*Given request A*: Please list every key in the "Other keys" table of the OSD text below, together with the function given for it.

** start Reading passage **

Small rtl8812au cards are used. AV output is reserved for future use.

alt text

Note that red/black antenas are not recommented unless all you want is to look cool :) These are 2dbi wideband antenas. A pair of 2.4Ghz BetaFPS Moxons with 90 degree adapters are recommended instead.

alt text

Displayport MSP OSD

Configure Displayport MSP OSD 115200, Avatar in INav/Betaflight/Ardupilot.

A number of OSD fonts are included. User fonts can be placed in /gs/assets/osd_fonts/ - 24 pixels wide png format.

osd.mp4

Mavlink

Can be used for RC and for downlink telemetry. Setup 115200 UART.

This is transparent bidirectional stream sent with FEC encoding (Groun2Air: k=2 n=3, Air2Ground: Same as video stream, k=6 n=12 by default).

Camera OSD Elements

alt text

From left to right:

  • RSSI in Dbm
  • Average wifi queue usage. Should be below 50%. Look for free wifi channel if it turns red constantly
  • actual MJPEG stream bandwidth in Mbps (without FEC encoding). Wifi stream bandwwith = MJPEG stream bandwidth * FEC_n / FEC_k
  • resolution
  • FPS
  • !NO PING! Indicates that air unit does not receive GS packets (configuration packets, uplink Mavlink)
  • AIR Air unit is recording video to SD card
  • GS GS is recording video to SD card
  • !SD SLOW! SD card on AIR unit is too slow to record video, frames are skipped

OSD Menu

alt text

OSD Menu can be navigated with GPIO Joystick, keyboard or mouse.

Key Function
Joystick Center, Enter, Right Click Open OSD menu
Joystick Right, Air REC, GS REC,Esc, Right Click, R, G Close OSD Menu
Joystick Center, Joytsick Right, Enter, Left Click Select menu item
Joystick Up, Arrow Up Select previous menu item
Joystick Down, Arrow Down Select next menu item
Joystick Left, Arrow Left, ESC Exit to previous menu

GPIO Joystick button mapping

GPIO Joystick and buttons are mapped to keys.

Key Function
Joystick Center Enter
Joystick Left Arrow Left
Joystick Right Arrow Right
Joystick Up Arrow Up
Joystick Down Arrow Down
AIR REC r
GROUND REC g

Other keys

Key Function
Space Exit application
ESC Close OSD menu or exit application
d Open Development UI

Considerations

Resolution

OV2640

esp32cam and esp32s3sence boards come with the OV2640 sensor by default.

The sweet spot settings for this camera seems to be 800x600 resolution with JPEG compression level in range 8…63 (lower is better quality). 30 fps is achieved. Additionaly, custom 16:9 modes 640x360 and 800x456 are implemented. Personally I like 800x456 because 16:9 looks more "digital" :)

** end Reading passage **

*Given request B*: Identify every line of the records below that contains the string "light". Case counts.

** start Material provided **

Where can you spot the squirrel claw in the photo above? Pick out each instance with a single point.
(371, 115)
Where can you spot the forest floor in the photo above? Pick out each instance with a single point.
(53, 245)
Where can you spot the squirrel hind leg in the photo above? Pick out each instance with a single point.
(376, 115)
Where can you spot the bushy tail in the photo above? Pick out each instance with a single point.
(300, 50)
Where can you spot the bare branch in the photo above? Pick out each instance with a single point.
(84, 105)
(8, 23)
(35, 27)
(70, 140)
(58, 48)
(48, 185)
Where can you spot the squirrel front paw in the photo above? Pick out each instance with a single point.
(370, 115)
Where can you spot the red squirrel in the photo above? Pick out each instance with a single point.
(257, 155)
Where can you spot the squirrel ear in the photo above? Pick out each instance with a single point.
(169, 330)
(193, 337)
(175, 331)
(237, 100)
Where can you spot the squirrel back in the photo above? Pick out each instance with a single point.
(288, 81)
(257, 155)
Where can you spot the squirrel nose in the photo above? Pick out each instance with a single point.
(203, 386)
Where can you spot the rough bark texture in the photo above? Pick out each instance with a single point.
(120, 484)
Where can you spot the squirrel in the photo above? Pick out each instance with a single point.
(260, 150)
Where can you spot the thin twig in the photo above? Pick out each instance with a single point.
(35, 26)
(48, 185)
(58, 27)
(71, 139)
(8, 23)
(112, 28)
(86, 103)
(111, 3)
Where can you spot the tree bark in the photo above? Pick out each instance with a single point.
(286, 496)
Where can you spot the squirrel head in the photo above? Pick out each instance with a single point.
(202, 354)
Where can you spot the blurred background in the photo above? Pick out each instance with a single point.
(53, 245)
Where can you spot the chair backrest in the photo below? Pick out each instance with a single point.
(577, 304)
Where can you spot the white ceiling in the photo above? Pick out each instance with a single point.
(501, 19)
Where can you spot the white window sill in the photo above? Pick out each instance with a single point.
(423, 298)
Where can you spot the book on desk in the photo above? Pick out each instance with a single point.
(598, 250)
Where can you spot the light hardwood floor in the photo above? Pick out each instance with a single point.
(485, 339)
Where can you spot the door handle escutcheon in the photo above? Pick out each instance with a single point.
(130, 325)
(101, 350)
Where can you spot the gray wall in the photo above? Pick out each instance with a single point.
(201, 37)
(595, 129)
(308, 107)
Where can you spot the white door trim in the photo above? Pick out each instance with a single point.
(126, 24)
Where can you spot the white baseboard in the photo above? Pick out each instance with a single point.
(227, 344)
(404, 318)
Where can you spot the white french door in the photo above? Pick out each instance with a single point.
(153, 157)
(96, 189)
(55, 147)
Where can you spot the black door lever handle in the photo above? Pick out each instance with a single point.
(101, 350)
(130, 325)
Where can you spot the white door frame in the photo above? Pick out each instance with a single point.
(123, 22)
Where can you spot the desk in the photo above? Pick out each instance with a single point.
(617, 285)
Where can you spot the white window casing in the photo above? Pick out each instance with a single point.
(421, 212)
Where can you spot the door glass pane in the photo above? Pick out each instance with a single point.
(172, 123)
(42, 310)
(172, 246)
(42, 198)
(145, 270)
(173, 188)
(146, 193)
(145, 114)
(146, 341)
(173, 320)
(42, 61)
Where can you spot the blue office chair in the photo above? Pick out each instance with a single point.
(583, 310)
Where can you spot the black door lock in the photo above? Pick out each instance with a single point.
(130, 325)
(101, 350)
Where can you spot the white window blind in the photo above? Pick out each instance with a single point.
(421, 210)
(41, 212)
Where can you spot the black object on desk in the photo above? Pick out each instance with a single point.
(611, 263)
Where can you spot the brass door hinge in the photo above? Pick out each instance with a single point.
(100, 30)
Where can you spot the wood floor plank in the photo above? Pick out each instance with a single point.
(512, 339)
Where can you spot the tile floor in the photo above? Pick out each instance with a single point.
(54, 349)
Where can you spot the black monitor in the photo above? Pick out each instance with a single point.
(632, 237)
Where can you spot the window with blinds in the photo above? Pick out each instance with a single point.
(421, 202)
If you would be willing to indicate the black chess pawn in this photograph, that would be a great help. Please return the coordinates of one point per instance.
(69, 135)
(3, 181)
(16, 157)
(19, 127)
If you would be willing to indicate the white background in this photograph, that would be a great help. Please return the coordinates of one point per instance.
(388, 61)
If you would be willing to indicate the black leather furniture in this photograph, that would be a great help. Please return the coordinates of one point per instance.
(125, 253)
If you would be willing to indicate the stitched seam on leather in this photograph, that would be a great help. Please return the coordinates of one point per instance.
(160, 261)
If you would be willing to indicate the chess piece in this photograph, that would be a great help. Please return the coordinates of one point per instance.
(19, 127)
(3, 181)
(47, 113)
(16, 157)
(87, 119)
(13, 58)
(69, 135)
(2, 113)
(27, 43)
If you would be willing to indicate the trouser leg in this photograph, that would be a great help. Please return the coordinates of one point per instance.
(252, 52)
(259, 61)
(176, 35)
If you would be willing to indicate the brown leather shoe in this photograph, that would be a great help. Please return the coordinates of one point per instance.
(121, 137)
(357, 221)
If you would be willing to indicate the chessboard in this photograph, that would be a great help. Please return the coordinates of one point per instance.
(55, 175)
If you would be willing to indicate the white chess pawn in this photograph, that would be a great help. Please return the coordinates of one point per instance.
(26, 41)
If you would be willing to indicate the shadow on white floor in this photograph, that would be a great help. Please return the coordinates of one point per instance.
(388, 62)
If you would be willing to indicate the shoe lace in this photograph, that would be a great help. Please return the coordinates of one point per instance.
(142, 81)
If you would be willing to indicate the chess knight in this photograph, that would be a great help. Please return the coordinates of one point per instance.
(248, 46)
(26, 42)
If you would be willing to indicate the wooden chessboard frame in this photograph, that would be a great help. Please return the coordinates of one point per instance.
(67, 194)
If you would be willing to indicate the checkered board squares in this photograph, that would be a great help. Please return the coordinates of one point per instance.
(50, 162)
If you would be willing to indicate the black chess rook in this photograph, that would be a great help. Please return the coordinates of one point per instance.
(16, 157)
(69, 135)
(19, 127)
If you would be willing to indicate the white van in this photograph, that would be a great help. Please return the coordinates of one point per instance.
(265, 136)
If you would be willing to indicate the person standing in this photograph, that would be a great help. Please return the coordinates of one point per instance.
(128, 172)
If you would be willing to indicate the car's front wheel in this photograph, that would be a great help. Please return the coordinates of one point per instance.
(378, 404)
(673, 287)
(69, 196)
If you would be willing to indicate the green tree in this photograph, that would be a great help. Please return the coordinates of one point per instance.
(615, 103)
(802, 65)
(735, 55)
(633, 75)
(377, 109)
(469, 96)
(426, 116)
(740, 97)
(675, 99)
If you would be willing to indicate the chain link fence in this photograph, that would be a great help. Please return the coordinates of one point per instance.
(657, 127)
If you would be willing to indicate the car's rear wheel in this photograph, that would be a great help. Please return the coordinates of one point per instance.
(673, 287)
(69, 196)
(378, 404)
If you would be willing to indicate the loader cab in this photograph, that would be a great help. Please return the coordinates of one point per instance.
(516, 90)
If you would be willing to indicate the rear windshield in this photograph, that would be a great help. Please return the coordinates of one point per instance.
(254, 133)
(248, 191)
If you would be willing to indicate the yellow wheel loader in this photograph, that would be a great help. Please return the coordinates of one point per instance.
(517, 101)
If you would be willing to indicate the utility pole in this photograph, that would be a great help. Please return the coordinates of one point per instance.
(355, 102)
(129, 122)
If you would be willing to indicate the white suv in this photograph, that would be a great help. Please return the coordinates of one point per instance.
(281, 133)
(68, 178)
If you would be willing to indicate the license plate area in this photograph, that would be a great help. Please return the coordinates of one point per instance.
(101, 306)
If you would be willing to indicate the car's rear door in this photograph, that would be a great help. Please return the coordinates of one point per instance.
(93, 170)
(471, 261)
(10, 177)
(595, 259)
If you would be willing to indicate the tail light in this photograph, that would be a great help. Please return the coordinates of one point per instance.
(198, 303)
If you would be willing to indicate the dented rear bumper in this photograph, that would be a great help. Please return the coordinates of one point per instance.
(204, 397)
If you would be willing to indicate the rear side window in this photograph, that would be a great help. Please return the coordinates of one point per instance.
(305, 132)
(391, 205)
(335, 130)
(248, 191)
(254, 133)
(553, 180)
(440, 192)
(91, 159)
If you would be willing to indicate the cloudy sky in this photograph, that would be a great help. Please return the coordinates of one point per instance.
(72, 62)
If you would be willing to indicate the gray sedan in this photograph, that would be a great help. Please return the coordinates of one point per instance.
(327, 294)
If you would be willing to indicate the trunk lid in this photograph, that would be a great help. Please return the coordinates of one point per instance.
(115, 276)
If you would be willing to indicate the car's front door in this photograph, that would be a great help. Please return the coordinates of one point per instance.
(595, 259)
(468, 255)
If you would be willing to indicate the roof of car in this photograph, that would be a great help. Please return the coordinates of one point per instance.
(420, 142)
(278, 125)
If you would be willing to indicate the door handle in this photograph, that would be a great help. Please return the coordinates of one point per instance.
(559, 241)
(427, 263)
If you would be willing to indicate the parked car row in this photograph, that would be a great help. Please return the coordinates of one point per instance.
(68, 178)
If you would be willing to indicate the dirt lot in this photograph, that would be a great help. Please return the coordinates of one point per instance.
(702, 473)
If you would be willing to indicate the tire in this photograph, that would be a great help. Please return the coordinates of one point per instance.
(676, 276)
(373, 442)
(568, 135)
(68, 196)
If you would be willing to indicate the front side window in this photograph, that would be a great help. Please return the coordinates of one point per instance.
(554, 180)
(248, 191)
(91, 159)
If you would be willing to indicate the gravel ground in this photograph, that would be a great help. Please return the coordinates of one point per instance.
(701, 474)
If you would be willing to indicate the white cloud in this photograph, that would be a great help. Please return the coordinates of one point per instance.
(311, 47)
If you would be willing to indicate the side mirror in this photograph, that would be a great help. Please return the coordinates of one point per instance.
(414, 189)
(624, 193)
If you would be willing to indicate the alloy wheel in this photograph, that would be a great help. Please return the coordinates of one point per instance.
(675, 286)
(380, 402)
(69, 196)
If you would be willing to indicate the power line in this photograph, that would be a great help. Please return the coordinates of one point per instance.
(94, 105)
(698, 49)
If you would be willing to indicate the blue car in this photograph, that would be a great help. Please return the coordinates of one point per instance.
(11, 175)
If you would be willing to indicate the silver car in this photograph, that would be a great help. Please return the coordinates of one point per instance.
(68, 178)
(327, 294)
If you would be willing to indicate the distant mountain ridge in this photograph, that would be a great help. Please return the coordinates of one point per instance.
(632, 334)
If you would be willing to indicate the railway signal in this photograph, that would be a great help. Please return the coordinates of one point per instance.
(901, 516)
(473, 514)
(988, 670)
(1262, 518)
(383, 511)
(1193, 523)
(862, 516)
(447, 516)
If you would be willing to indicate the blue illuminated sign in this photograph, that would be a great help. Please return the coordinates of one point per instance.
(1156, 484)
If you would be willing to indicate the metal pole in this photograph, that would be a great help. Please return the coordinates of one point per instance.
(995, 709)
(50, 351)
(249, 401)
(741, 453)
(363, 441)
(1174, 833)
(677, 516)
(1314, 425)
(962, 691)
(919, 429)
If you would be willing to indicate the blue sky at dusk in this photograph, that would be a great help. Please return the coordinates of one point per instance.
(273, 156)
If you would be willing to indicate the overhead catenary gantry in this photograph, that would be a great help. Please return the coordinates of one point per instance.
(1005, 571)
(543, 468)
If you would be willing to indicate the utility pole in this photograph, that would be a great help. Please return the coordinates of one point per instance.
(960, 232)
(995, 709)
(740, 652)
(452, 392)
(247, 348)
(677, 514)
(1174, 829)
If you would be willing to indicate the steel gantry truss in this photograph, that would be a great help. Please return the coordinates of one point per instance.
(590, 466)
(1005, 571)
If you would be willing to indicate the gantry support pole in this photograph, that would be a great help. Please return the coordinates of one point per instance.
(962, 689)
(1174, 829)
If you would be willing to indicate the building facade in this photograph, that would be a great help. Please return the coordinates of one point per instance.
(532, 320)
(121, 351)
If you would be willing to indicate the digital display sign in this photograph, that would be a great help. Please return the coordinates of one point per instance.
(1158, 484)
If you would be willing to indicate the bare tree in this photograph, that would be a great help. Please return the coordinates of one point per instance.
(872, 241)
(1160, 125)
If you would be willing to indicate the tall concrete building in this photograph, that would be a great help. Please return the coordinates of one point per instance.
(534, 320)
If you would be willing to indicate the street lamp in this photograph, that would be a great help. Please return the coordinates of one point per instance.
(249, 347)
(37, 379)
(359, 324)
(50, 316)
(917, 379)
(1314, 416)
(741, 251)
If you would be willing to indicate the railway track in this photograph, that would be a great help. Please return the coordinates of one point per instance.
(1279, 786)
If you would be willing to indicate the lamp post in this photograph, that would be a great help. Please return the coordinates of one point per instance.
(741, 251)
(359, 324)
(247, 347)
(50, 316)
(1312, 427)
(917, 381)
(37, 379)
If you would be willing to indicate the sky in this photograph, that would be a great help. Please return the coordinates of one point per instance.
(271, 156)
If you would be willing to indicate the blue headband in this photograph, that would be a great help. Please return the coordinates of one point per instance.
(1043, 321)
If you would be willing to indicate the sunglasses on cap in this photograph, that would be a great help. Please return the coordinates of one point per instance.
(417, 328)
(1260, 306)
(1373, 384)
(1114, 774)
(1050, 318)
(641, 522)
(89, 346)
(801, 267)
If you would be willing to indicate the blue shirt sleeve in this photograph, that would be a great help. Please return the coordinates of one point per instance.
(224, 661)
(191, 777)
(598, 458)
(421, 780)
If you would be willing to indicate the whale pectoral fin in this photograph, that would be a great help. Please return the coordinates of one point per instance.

** end Material provided **

*Full output A*:
Space: Exit application
ESC: Close OSD menu or exit application
d: Open Development UI

*Full output B*:
Where can you spot the light hardwood floor in the photo above? Pick out each instance with a single point.
If you would be willing to indicate the tail light in this photograph, that would be a great help. Please return the coordinates of one point per instance.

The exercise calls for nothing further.